--- PROVIDED RECORDS ---
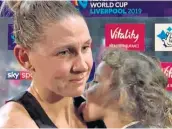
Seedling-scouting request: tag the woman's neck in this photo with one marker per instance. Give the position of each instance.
(60, 109)
(117, 119)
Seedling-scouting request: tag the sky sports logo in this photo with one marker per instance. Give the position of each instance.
(18, 75)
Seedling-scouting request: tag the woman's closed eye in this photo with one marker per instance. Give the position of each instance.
(85, 48)
(63, 53)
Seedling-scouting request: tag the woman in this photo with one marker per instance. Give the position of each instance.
(128, 91)
(54, 45)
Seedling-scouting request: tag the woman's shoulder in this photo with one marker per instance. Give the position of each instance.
(14, 115)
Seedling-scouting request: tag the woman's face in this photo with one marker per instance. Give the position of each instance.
(96, 93)
(63, 61)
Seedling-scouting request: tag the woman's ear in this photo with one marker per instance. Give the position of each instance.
(22, 55)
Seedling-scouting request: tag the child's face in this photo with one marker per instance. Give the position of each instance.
(96, 94)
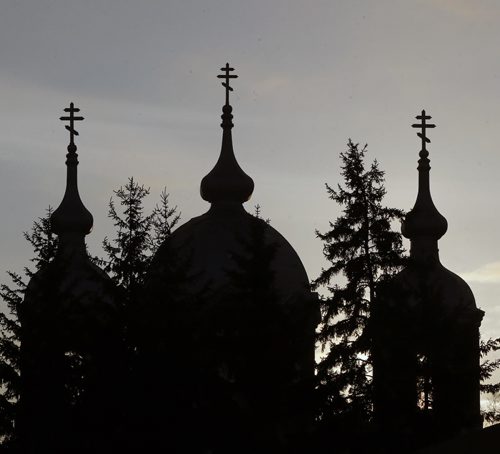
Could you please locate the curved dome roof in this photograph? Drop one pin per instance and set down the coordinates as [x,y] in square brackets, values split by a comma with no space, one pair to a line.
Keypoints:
[442,291]
[212,241]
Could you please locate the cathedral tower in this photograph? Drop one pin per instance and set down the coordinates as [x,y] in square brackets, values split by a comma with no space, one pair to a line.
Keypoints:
[426,333]
[71,334]
[242,362]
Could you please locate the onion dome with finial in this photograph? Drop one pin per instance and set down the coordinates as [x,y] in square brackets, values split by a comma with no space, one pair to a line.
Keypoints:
[424,220]
[214,238]
[84,294]
[71,216]
[245,302]
[424,226]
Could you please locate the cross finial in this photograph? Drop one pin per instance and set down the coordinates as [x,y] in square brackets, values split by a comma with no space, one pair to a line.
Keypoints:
[71,118]
[227,76]
[423,126]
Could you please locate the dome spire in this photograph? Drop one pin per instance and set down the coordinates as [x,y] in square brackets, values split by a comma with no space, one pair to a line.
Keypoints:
[71,216]
[226,182]
[424,220]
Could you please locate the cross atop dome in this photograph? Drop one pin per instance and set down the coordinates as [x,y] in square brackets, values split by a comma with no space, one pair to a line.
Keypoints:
[423,127]
[71,118]
[227,69]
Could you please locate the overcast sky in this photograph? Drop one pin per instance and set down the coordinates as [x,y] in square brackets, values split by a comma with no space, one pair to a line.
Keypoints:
[311,75]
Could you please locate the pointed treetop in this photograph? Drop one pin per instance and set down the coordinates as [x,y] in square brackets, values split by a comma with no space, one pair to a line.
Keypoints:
[227,69]
[424,220]
[71,127]
[226,182]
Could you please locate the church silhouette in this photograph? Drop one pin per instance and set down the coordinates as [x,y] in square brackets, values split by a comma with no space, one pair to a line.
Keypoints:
[216,353]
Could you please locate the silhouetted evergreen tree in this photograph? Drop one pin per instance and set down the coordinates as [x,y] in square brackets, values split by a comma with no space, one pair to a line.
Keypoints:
[488,367]
[44,245]
[128,258]
[362,249]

--- WHAT THIS TASK INVOLVES ---
Please reproduce every line of the material above word for word, leaving the pictures out.

--- RESULT OF THIS TASK ---
Seedling-scouting request: tag the woman's neck in this photo with one marker per instance. Give the position of each instance.
(60, 109)
(117, 119)
Seedling-scouting request: tag the sky sports logo in this photo with one marker per instance. Give the position of each instance.
(18, 75)
Seedling-scouting request: tag the woman's closed eye in this photo with one marker per instance. Give the position of each instance.
(85, 48)
(63, 53)
Seedling-scouting request: tag the woman in this photo with one marker per instance. Give the position of each instance.
(128, 91)
(54, 45)
Seedling-scouting request: tag the woman's shoulder in this photo with one marker per instance. Give the position of each instance.
(14, 115)
Seedling-scouting request: tag the woman's face in this photo with one marker per instance. Give the position of each instance.
(96, 93)
(63, 61)
Seedling-scouting request: tag the woman's ear in this photo with one marker per instance. Give the position of each instance.
(22, 55)
Seedling-scouting request: tag the child's face in this photo with one marker per instance. Give the position of each instance.
(96, 94)
Could you please locate the curved dome roof in this photograph? Drop one pin per instance and set down the coordinates as [x,y] in square brackets, values split by a comma with no space, one pair to a line.
Keypoints:
[442,291]
[212,241]
Could you please locate the cathedral tower in this photograph? Drop one pin per instance and set down the coordinates as [x,y] in square brackets, values split by a comma with no space, one pair to a line.
Keypoints:
[426,333]
[71,334]
[242,362]
Could you please locate the onion dome with finial in this photograph? Drop one pin per instance and set down the coordinates as [x,y] in square brackets, values split by a comma with no space, one pair to a line.
Keypoints:
[424,220]
[214,238]
[84,294]
[71,216]
[245,302]
[424,226]
Could you please locate the cross finial in this photograph? Drop one pin per instance and set down the coordinates as [x,y] in square brackets, values split by a comma with no space, one pair to a line.
Keypoints:
[71,118]
[227,76]
[423,126]
Could you please locate the dome spire in this photograph? Drop one pin per instance and set down the coordinates as [x,y] in square brackets, values split by a comma with no space, one pair to a line.
Keypoints:
[71,216]
[226,182]
[424,220]
Could you please locate the cross atop dome in this photograph? Drop one pin per instance and set down the coordinates as [x,y] in square brackets, values split by a comma with no space, one pair to a line.
Keypoints:
[423,127]
[71,118]
[227,69]
Could you please locate the overcast sky in this photograph? Drop one pin per instance and set down the coordinates as [x,y] in square brackets, values split by a comma with no space, one pair to a line.
Keypoints:
[311,75]
Could you please locate the pointed treetop in this photograph? Drop one pin per instance and set down the coordinates as [x,y] in square brackets, values split by a comma with no space, one pair to a line.
Keypoints:
[227,69]
[424,220]
[71,127]
[226,182]
Could you please locate the church silhouette in this photograph? Drop one pin per instance and set down the coordinates as [x,y] in square brackets, values split by a comma with no space, one pair to a line.
Keypoints:
[216,353]
Could you please locate the silhouetted evergreen tree in this photograph? Drop one pin per instance and set down the coordinates as [x,y] in square brackets, values split by a comma with no space, one pair to a line.
Keypoints:
[488,367]
[44,245]
[128,258]
[362,249]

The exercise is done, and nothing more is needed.